Your task is to transcribe the entries below exactly, beginning with the line containing "Target: gold emblem on building" and ending with the final line, and to add nothing else.

BEGIN Data extract

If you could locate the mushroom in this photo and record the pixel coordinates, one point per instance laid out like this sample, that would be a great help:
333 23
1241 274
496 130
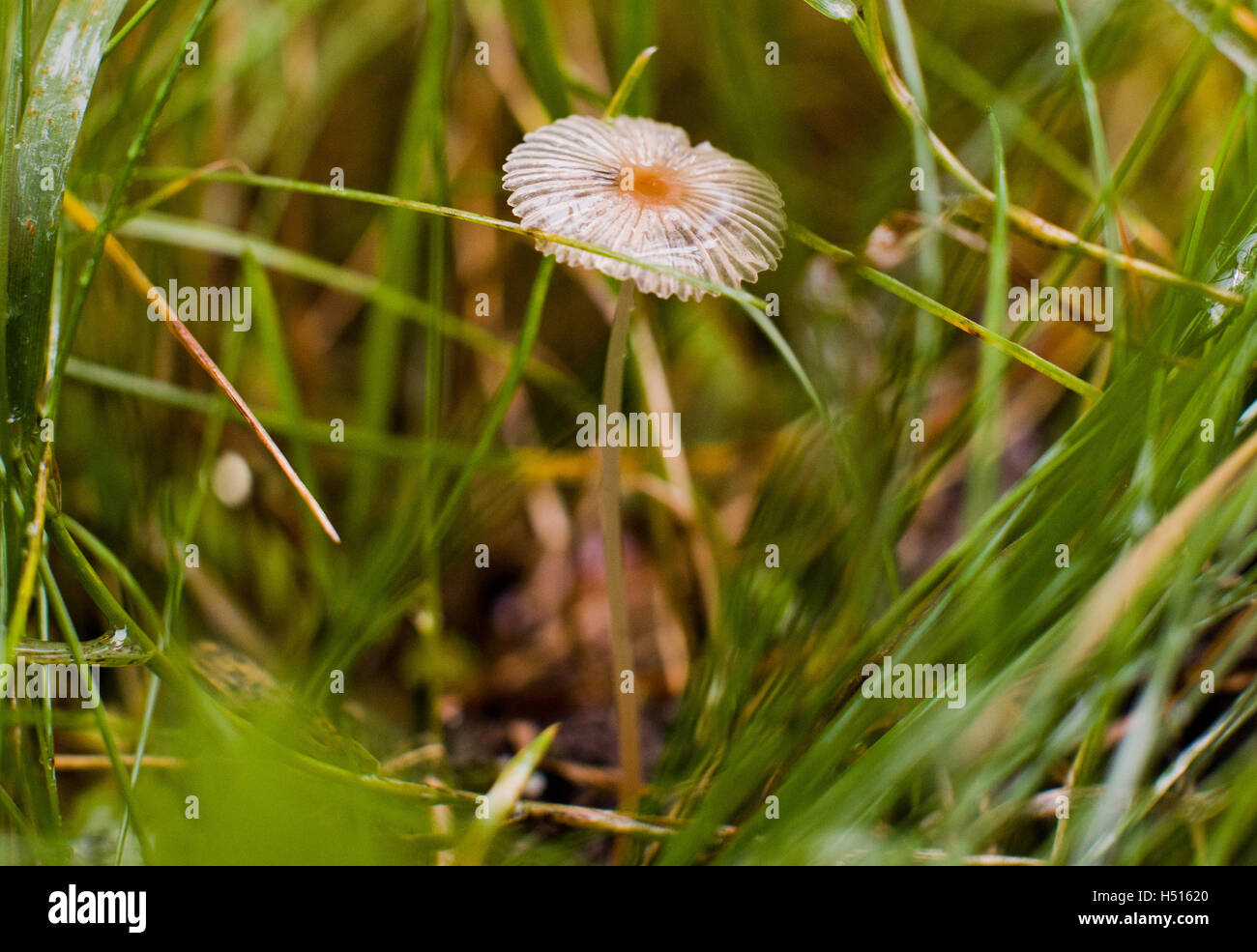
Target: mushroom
639 188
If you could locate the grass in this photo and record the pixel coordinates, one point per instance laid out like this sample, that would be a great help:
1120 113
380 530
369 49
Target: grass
876 460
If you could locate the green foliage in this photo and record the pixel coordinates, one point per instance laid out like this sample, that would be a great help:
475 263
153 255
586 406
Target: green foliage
1064 511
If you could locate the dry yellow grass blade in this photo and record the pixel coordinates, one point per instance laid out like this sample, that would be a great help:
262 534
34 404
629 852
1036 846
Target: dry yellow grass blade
82 216
1118 590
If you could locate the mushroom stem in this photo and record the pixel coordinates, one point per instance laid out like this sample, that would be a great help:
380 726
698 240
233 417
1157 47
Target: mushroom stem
612 557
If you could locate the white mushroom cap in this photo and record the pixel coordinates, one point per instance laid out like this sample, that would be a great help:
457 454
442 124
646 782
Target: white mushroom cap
639 188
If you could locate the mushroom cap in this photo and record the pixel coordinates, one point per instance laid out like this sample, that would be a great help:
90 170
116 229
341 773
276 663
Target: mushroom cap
639 188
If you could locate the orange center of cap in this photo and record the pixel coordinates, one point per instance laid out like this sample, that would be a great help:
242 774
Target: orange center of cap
650 185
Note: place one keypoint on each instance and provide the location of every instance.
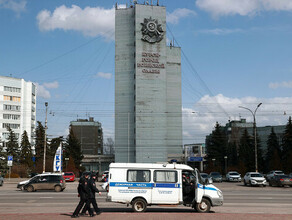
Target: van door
(166, 187)
(199, 187)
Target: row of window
(12, 107)
(11, 117)
(12, 98)
(145, 176)
(12, 126)
(12, 89)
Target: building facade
(148, 118)
(17, 107)
(90, 135)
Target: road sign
(9, 161)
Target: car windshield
(256, 175)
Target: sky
(234, 53)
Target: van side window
(165, 176)
(138, 176)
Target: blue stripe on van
(143, 185)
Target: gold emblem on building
(151, 31)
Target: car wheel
(30, 188)
(58, 188)
(204, 206)
(139, 205)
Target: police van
(144, 184)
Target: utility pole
(45, 140)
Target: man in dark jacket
(84, 194)
(92, 200)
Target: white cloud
(280, 85)
(16, 6)
(104, 75)
(90, 21)
(220, 31)
(242, 7)
(200, 120)
(177, 14)
(51, 85)
(42, 90)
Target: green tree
(246, 152)
(12, 147)
(73, 149)
(287, 148)
(25, 152)
(216, 147)
(273, 156)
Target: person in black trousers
(83, 193)
(92, 200)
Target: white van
(144, 184)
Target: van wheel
(204, 206)
(30, 188)
(139, 205)
(58, 188)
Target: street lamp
(225, 158)
(255, 133)
(45, 141)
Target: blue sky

END Data extract

Solution to this problem:
Target: gold emblem on building
(151, 31)
Target: car wheel
(30, 188)
(58, 188)
(204, 206)
(139, 205)
Target: police van
(144, 184)
Target: utility pole
(45, 140)
Target: man in dark jacket
(84, 194)
(92, 200)
Target: white cloud
(280, 85)
(16, 6)
(104, 75)
(90, 21)
(220, 31)
(242, 7)
(200, 120)
(177, 14)
(51, 85)
(42, 90)
Target: green tree
(246, 152)
(12, 147)
(73, 149)
(287, 148)
(25, 152)
(216, 147)
(273, 156)
Target: person in black trousers
(83, 193)
(92, 200)
Target: white van
(144, 184)
Target: van wheel
(204, 206)
(30, 188)
(139, 205)
(58, 188)
Target: street lamp
(225, 158)
(255, 133)
(45, 141)
Target: blue sky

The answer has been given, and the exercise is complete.